___ TEXT BLOCK ___
Warning: A Pessimistic view.

And to my opinion, unfortunately there are no signs of improvement. The Paris agreement on global warming, laws against deforestration slow down the deterioration of the environment a little.
Plastic packaging is still mass produced and despite government efforts (the EU plans to ban disposable plastics by 2030 which is way too late while the US is doing nothing), tropical forests in Brasil or Congo are shrinking faster than ever, a German and British research shows that insects numbers are shrunk by 1/3 since the 1970, while these are essential for all life on Earth.

When this continues and we (mostly the big corporations) have a mantra growth, growth, growth in this pace I guess the de-terraformed world in 2070 will look like:

* Less people in the world than now as many are died by disasters with extreme weather, wars on depleting water and other resources. And India, China and Africa getting more prosperous are exacerbating the running out resources.
* The Big Five in Africa are all extinct
* Middle East (e.g. Dubai) and India are unlivable hot in summer with temperatures of 50-60 C
* W Europe is unlivable cold with blizzards and strong cold snaps in winter due to the Gulfstream shutdown which is a result of global warming while S Europe and SW USA are deserts with almost no rainfall and extreme hot in summer. Maybe NSW and VIC are much drier than now.
* The US south east coast and Queensland have several heavy floodings and rainfall every year, much more than in the 2020s.
* Super thunderstorms are getting common.
* Australia has a population of over 100-200 or maybe 500 million of which 50 million live in greater Sydney, mostly refugees, even from W Europe because it is a 'safe haven' compared to the overpopulated and ecological disaster infested northern hemisphere. The same may apply to Argentina and Chile.
___
» ACTIVITY LIST:
**A)** In the pessimistic view of 2070, by what year does the EU plan to ban disposable plastics?
**B)** Reproduce the pessimistic view of 2070 from "Warning: A Pessimistic" to "life on Earth.".
**C)** Write the next part of the pessimistic view of 2070, picking up after its last sentence.
The rows have nothing to do with this.
___ SUPPLIED ENTRIES ___
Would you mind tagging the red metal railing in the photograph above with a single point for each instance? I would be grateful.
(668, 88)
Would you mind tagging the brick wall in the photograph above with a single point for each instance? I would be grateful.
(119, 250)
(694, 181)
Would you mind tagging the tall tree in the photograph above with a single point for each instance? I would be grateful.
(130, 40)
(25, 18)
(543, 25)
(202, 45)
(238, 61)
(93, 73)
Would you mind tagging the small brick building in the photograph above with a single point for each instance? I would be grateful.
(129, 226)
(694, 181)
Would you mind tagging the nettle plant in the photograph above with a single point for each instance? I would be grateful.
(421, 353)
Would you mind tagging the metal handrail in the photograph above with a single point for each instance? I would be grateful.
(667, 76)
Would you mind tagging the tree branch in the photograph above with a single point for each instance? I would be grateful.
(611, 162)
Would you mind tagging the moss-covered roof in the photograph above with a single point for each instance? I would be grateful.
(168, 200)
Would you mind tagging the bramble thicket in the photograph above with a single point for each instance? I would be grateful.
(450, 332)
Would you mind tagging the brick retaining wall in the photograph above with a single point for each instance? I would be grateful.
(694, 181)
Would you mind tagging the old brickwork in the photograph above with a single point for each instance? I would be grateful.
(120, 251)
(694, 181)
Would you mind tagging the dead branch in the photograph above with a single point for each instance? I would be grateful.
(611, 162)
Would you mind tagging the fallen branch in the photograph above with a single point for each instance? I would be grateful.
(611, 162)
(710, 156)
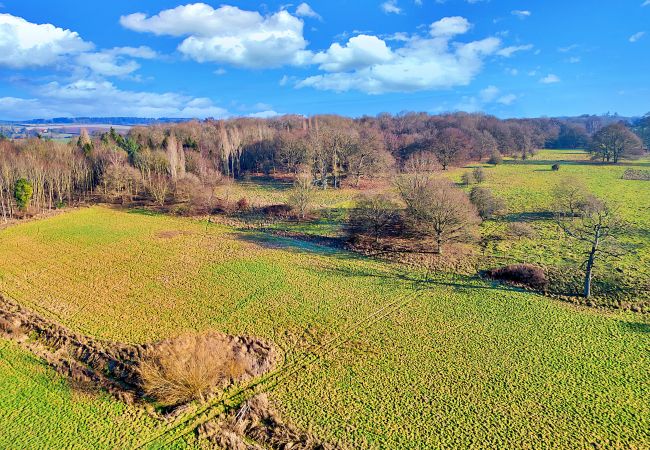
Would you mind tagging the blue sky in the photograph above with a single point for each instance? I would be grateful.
(174, 59)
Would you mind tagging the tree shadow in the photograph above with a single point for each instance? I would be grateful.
(532, 216)
(636, 327)
(573, 162)
(461, 283)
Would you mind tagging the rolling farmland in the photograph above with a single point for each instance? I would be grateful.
(410, 362)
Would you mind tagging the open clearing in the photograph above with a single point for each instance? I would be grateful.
(451, 362)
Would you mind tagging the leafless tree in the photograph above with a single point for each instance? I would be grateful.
(594, 230)
(439, 210)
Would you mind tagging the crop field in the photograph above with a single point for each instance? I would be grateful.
(526, 186)
(391, 360)
(38, 409)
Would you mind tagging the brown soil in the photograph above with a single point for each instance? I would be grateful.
(170, 234)
(255, 426)
(93, 365)
(112, 366)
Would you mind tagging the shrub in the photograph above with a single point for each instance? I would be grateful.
(486, 203)
(495, 159)
(300, 197)
(242, 205)
(524, 274)
(641, 175)
(520, 230)
(467, 178)
(188, 368)
(374, 215)
(278, 211)
(23, 191)
(479, 174)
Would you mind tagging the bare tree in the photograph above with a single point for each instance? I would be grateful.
(595, 229)
(570, 196)
(374, 215)
(301, 196)
(439, 210)
(450, 146)
(615, 142)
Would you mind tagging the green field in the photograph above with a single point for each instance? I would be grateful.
(526, 186)
(452, 362)
(38, 409)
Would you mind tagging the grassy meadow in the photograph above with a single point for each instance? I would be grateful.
(451, 361)
(39, 409)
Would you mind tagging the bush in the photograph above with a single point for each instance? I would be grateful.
(520, 230)
(479, 174)
(242, 205)
(467, 179)
(277, 211)
(188, 368)
(301, 196)
(374, 215)
(486, 203)
(23, 191)
(524, 274)
(641, 175)
(495, 159)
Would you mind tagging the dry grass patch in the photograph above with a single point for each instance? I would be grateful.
(189, 368)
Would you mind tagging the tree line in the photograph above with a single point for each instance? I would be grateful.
(183, 161)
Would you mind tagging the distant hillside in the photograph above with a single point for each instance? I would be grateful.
(129, 121)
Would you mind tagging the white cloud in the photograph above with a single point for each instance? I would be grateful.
(304, 10)
(550, 79)
(25, 44)
(450, 26)
(522, 14)
(390, 7)
(228, 34)
(636, 36)
(359, 52)
(87, 97)
(507, 52)
(421, 64)
(112, 62)
(107, 64)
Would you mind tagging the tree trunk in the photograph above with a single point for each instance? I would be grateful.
(590, 266)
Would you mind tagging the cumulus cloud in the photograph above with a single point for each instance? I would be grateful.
(304, 10)
(88, 97)
(550, 79)
(26, 44)
(450, 26)
(421, 64)
(113, 62)
(228, 34)
(636, 36)
(390, 7)
(359, 52)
___
» ANSWERS TO THE EXERCISE:
**A)** 2030

**B)**
Warning: A Pessimistic view.

And to my opinion, unfortunately there are no signs of improvement. The Paris agreement on global warming, laws against deforestration slow down the deterioration of the environment a little.
Plastic packaging is still mass produced and despite government efforts (the EU plans to ban disposable plastics by 2030 which is way too late while the US is doing nothing), tropical forests in Brasil or Congo are shrinking faster than ever, a German and British research shows that insects numbers are shrunk by 1/3 since the 1970, while these are essential for all life on Earth.

**C)**
* Brasil, Indonesia and Africa's rain forests are almost all slashed and burned. Queensland has the only primeval tropical rainforests (except from a few islands in Indian and Pacific Ocean) in the world.
* Light pollution is so bad that only Australia (excepy NSW/VIC/QLD), south of S America, Antarctica and the oceans can see the Milky Way
* Our dependency on technology is so severe that at disasters which occur more frequently cut people off from outside world, because a cashless economy and other trade and transport depend heavily on vulnerable technology. Power blackouts are getting more common due to extreme weather.
* Space travel is almost impossible due to much more space debris inhibits launching space vehicles beyond Low Earth Orbit.
* Cities are full of jammed cars, despite being electric. The enormous electrical power amounts mankind uses had implications, even if all is renewable. When large costal areas are filled with wind farms and more and more rivers inundate natural areas for hydropower.
* The ice free North Pole region is almost devoid of natural life because of oil drilling and shipping routes.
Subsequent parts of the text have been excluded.